_Extrait du texte_
☆ ☆ ☆
Dans sa décision précitée du 8 juillet 2009, le Conseil d'État a jugé qu'en raison de ces contraintes, « la décision d'inscription a pour effet, par elle-même, de limiter l'exercice du droit de propriété »11. Dans cette espèce, il a toutefois décidé que l'inscription au titre des monuments historiques de vestiges archéologiques, « remarquables par leur ampleur et leur état de conservation », ne portait pas au droit de propriété des requérants « une atteinte disproportionnée au but d'intérêt général poursuivi par la décision contestée » et en a déduit une absence de violation de l'article 1er du protocole additionnel n° 1 à la Convention européenne de sauvegarde des droits de l'homme et des libertés fondamentales qui assure le droit au respect des biens.

 

 

II. – Examen de constitutionnalité

 

Selon la société requérante, les dispositions renvoyées portaient atteinte au droit de propriété protégé par les articles 2 et 17 de la Déclaration des droits de l'homme et du citoyen de 1789. Appliquant ici de manière traditionnelle sa jurisprudence relative à la protection du droit de propriété, le Conseil constitutionnel qualifie dans un premier temps les dispositions contestées et, dans un second temps, après avoir écarté l'application de l'article 17, en vérifie la conformité à l'article 2 de la Déclaration de 1789.

 

A. – Qualification des dispositions contestées

 

La jurisprudence traditionnelle du Conseil constitutionnel distingue entre la privation du droit de propriété, au sens de l'article 17 de la Déclaration de 1789, et l'atteinte aux conditions d'exercice de ce droit, au sens de son article 2. Dans le premier cas, la privation ne peut intervenir que « lorsque la nécessité publique, légalement constatée, l'exige évidemment, et sous la condition d'une juste et préalable indemnité » ; dans le second cas, le Conseil examine si l'atteinte portée aux conditions d'exercice du droit de propriété est justifiée par des motifs d'intérêt général et proportionnée à l'objectif poursuivi par le législateur.
☆ ☆ ☆
(Annotations des contours d'objets)
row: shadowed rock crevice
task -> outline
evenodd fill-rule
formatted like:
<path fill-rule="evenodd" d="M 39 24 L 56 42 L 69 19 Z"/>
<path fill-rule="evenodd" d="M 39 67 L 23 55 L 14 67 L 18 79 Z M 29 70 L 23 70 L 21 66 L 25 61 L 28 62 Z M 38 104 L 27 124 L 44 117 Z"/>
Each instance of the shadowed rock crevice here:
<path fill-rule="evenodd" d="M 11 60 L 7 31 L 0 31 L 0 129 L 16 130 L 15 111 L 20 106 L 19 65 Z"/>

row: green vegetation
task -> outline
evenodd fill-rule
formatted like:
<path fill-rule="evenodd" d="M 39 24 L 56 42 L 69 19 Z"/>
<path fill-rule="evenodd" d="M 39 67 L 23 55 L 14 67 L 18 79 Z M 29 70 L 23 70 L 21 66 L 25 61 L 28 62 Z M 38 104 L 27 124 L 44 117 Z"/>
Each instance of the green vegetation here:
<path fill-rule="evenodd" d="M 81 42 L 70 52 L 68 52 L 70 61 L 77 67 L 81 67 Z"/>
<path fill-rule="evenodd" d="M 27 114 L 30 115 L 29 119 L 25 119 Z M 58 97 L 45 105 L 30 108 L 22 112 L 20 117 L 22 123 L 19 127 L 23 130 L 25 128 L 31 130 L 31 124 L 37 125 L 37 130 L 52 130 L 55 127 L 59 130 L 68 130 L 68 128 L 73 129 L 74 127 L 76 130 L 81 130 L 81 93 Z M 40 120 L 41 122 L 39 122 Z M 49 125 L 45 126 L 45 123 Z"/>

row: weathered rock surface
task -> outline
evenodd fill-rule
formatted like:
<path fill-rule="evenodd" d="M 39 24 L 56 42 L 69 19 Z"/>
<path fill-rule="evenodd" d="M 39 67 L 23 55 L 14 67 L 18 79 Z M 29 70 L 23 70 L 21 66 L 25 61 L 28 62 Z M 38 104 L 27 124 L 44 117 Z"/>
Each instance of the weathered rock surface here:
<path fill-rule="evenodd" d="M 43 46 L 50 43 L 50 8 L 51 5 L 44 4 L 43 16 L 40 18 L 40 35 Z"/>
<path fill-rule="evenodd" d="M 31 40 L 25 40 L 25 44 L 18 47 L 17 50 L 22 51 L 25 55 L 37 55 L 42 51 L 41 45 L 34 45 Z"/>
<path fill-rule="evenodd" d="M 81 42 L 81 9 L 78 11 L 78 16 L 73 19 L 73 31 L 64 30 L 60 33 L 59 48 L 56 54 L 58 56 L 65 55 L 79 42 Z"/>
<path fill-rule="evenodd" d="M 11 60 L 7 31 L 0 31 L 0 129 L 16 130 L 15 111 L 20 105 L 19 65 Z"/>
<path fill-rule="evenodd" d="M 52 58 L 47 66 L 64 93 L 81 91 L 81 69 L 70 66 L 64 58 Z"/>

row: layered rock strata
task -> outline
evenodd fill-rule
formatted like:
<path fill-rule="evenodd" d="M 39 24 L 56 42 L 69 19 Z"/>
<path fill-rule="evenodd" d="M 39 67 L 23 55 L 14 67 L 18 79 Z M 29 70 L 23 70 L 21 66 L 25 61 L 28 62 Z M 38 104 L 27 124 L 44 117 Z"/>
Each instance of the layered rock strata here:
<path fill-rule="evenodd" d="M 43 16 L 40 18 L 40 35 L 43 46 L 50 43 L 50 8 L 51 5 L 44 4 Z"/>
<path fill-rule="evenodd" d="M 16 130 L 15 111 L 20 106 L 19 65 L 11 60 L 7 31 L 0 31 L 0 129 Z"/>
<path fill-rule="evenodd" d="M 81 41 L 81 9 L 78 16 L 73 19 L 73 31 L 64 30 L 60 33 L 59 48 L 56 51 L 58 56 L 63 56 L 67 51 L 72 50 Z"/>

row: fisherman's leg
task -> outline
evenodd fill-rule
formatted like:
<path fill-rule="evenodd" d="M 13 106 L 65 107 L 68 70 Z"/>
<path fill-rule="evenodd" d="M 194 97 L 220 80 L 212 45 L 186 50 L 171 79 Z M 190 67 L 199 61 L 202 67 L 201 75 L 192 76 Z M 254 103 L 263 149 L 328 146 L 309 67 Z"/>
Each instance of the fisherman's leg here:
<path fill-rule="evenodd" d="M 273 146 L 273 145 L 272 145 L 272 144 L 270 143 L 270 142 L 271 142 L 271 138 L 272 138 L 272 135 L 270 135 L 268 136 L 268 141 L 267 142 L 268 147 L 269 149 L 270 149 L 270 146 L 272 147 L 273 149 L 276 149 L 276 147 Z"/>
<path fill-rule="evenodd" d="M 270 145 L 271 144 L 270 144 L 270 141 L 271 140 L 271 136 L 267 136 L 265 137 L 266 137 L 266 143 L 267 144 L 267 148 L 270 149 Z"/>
☆ ☆ ☆
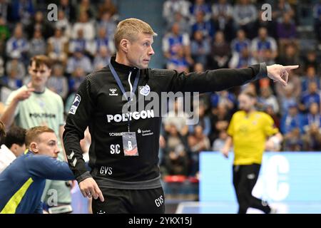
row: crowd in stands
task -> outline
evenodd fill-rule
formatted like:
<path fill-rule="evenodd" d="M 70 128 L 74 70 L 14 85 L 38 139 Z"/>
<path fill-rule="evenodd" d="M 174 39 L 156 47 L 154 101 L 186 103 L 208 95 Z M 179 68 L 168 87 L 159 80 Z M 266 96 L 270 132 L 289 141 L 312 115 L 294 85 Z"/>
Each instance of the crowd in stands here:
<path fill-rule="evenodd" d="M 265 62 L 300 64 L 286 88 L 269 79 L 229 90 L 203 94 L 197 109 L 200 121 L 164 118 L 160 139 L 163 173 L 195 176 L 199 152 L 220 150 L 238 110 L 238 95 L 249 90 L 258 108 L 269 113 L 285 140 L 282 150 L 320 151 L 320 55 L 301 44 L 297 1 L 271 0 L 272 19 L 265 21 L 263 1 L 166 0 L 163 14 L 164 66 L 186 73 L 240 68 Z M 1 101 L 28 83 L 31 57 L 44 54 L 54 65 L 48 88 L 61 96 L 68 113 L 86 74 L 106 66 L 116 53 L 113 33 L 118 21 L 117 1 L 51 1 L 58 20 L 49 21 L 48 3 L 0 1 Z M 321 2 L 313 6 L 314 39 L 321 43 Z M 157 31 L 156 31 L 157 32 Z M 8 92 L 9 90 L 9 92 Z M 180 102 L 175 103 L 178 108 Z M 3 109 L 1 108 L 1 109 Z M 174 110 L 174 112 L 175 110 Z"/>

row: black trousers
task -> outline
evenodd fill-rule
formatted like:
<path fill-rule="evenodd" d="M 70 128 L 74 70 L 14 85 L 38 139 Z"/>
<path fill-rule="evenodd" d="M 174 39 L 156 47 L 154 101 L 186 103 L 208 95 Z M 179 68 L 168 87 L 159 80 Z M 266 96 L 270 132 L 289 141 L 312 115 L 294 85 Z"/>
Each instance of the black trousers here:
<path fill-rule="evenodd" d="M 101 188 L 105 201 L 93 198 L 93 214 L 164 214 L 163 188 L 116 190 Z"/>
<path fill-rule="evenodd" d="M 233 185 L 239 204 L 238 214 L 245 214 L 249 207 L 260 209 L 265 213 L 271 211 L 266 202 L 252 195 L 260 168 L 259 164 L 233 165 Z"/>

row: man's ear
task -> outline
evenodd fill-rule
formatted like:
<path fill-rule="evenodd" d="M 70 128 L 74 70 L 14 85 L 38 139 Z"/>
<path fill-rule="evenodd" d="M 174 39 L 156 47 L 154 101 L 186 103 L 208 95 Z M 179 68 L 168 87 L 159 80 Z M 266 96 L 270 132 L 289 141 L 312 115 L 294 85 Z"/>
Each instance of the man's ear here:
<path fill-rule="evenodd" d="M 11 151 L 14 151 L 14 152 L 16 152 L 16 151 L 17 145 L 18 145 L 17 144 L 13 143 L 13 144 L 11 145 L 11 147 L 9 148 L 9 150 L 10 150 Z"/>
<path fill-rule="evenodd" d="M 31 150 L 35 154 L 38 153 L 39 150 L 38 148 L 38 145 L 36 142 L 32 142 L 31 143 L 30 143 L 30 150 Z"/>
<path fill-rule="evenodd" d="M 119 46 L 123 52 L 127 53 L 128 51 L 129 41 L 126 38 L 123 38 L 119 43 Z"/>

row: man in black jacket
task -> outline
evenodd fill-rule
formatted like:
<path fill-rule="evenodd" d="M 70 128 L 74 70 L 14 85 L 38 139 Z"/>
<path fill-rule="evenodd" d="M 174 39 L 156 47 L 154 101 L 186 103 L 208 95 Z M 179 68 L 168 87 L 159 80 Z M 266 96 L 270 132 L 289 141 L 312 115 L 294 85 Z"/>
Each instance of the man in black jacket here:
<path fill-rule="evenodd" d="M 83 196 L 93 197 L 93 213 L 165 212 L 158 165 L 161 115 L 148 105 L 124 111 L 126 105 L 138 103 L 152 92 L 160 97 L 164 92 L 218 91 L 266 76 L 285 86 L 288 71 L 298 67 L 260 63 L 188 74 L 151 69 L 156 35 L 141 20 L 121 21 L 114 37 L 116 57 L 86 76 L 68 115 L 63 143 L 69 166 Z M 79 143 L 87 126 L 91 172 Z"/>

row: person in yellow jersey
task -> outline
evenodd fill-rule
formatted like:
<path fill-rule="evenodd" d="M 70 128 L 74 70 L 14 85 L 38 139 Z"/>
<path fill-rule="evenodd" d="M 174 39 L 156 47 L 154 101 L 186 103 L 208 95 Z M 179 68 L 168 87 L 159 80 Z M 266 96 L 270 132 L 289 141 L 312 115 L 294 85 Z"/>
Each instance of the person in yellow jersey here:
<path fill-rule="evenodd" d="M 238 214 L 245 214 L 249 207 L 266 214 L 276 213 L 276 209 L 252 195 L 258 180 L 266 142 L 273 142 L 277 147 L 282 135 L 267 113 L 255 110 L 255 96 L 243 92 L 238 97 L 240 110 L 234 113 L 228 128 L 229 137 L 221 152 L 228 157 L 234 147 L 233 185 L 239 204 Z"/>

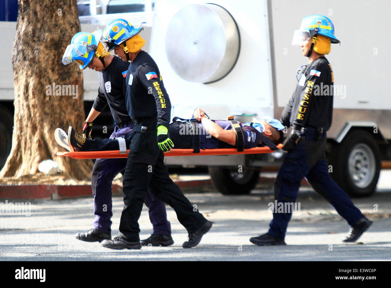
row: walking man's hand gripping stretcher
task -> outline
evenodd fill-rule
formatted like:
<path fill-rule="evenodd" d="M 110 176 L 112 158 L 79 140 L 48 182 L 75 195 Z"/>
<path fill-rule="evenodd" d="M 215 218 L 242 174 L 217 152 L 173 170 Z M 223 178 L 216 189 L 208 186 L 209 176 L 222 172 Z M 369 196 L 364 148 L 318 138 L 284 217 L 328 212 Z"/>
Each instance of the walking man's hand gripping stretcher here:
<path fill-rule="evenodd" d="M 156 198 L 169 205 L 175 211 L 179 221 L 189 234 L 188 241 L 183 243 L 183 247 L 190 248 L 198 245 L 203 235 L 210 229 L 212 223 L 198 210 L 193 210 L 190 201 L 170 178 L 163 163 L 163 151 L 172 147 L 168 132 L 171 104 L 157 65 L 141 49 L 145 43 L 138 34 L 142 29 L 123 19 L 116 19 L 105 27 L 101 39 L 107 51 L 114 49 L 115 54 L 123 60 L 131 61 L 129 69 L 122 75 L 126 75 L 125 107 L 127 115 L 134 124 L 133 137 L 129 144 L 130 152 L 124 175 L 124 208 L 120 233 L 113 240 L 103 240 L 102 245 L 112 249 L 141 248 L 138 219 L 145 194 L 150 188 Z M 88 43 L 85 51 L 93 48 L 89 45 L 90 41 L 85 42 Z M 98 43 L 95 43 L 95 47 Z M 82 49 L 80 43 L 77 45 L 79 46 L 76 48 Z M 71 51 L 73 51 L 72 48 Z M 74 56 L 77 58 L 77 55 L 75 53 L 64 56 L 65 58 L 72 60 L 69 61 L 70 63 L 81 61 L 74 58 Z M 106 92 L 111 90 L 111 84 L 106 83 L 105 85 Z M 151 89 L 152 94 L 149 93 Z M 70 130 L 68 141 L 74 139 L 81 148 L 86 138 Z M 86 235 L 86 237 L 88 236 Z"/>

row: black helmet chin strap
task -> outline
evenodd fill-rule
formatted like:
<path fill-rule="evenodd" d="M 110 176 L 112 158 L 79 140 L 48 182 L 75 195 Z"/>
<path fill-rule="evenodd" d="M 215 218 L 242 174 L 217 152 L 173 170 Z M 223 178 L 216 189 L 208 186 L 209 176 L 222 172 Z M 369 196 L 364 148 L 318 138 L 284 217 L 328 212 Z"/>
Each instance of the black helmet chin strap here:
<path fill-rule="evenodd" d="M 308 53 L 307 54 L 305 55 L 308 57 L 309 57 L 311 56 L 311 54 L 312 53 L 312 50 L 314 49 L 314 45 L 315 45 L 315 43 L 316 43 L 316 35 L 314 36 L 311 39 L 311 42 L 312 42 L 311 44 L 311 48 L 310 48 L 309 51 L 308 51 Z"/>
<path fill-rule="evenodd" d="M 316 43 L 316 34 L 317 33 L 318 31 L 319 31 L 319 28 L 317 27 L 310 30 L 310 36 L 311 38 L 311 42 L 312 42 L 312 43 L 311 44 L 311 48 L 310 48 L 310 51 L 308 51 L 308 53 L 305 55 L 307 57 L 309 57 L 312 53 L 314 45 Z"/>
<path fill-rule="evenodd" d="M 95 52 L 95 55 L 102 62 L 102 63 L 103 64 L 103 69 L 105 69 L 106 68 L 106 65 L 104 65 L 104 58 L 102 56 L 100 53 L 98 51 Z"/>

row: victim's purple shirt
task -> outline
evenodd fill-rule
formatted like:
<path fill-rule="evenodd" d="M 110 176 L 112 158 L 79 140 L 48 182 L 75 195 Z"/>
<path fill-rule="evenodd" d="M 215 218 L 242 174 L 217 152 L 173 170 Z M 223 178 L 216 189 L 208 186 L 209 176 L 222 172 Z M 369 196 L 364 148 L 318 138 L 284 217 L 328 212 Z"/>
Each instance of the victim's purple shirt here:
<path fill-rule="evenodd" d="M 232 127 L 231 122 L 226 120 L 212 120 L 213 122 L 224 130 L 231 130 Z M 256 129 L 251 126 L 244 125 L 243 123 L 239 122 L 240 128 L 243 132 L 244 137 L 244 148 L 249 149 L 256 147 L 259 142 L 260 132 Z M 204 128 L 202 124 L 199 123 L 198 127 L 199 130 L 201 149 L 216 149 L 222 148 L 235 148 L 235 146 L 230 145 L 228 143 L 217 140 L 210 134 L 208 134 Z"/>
☆ ☆ ☆
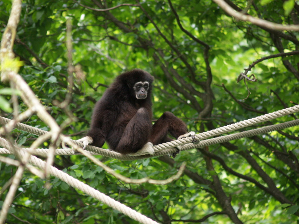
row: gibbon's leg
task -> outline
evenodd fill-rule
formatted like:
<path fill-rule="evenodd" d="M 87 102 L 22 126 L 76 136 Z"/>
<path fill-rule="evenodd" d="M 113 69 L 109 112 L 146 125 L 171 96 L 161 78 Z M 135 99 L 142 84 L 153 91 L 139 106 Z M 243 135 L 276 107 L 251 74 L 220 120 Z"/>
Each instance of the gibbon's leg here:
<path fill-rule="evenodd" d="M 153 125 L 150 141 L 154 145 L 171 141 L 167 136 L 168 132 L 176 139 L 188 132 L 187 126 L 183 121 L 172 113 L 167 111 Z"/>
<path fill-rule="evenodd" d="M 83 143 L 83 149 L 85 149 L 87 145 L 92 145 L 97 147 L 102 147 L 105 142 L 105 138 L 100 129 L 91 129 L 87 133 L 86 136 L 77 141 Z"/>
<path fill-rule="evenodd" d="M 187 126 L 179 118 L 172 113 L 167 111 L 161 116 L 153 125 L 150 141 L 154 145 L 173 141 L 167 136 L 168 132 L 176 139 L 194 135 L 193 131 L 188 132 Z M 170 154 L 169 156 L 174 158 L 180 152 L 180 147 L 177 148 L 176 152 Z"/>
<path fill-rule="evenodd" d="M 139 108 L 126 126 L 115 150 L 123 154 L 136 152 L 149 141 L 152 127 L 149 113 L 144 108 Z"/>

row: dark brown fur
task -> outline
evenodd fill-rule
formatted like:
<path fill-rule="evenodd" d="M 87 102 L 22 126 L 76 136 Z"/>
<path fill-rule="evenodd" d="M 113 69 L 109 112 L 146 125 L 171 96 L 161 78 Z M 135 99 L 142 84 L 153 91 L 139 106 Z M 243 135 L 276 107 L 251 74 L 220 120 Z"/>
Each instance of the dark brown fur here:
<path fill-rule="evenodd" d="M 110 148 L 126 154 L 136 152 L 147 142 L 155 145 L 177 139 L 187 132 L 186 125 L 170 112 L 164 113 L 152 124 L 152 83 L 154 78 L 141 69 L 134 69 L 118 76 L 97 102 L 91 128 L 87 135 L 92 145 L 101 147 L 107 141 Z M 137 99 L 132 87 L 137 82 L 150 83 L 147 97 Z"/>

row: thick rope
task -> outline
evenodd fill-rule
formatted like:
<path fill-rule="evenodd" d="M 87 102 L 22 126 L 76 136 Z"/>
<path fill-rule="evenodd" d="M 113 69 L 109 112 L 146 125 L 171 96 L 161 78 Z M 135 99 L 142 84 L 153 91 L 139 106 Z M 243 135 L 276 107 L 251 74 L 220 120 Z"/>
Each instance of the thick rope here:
☆ ☆ ☆
_Exercices_
[a] Répondez à ces questions sur l'extrait consacré au droit de propriété :
(i) De quelle date est la décision du Conseil d'État citée au début ?
(ii) Selon la société requérante, quels articles de la Déclaration de 1789 protègent le droit de propriété ?
(iii) À quelle indemnité la privation du droit de propriété est-elle soumise ?
[b] Écrivez la suite de l'extrait consacré au droit de propriété, en partant de sa dernière phrase.

_Réponses dans l'ordre_
[a]
(i) Le 8 juillet 2009.
(ii) Les articles 2 et 17.
(iii) Une juste et préalable indemnité.

[b]
 

En l'espèce, il ne faisait pas de doute que les dispositions contestées entraient dans le champ d'application de l'article 2 de la Déclaration de 1789, dans la mesure où le propriétaire du bien inscrit au titre des monuments historiques n'est en rien privé de son immeuble. Il ne perd pas non plus le droit d'en disposer librement, notamment de le vendre ou de le donner, sauf à avertir son ayant-droit de la mesure d'inscription dont le bien fait l'objet et à prévenir l'administration de ce transfert de propriété.

 

Le Conseil constitutionnel relève ainsi que les dispositions du code du patrimoine ont pour seul effet d'instituer « une servitude d'utilité publique sur les immeubles faisant l'objet de l'inscription » (cons. 6). Or, les effets de cette servitude ne portent que sur l'autorisation ou l'encadrement administratif des travaux que le propriétaire envisage d'effectuer sur son bien. Le propriétaire du bien inscrit se trouve en effet « soumis aux obligations prévues par l'article L. 621-27 du code du patrimoine pour les travaux qu'il souhaite entreprendre sur son bien ». Il en résulte que « les dispositions contestées, qui n'entraînent aucune privation du droit de propriété, n'entrent pas dans le champ d'application de l'article 17 de la Déclaration de 1789 ».

 

Il n'en reste pas moins que le droit du propriétaire de jouir de son bien constitue l'un des attributs essentiels du droit de propriété (article 544 du code civil) et que les dispositions contestées créent diverses contraintes qui affectent ce droit, au-delà de ce qui résulte du droit commun de l'urbanisme. Le Conseil devait donc vérifier la conformité de ces dispositions aux exigences de la protection constitutionnelle des conditions d'exercice du droit de propriété.

 

B. – Absence d'atteinte aux conditions d'exercice du droit de propriété

 

Au titre de l'article 2 de la Déclaration de 1789, le Conseil constitutionnel vérifie que les dispositions législatives contestées répondent à un motif d'intérêt général. Il exerce en outre un contrôle de proportionnalité entre la gravité de l'atteinte au droit de propriété et l'importance du motif d'intérêt général poursuivi. Il tient également compte des garanties qui entourent la réalisation de l'atteinte à l'exercice du droit de propriété.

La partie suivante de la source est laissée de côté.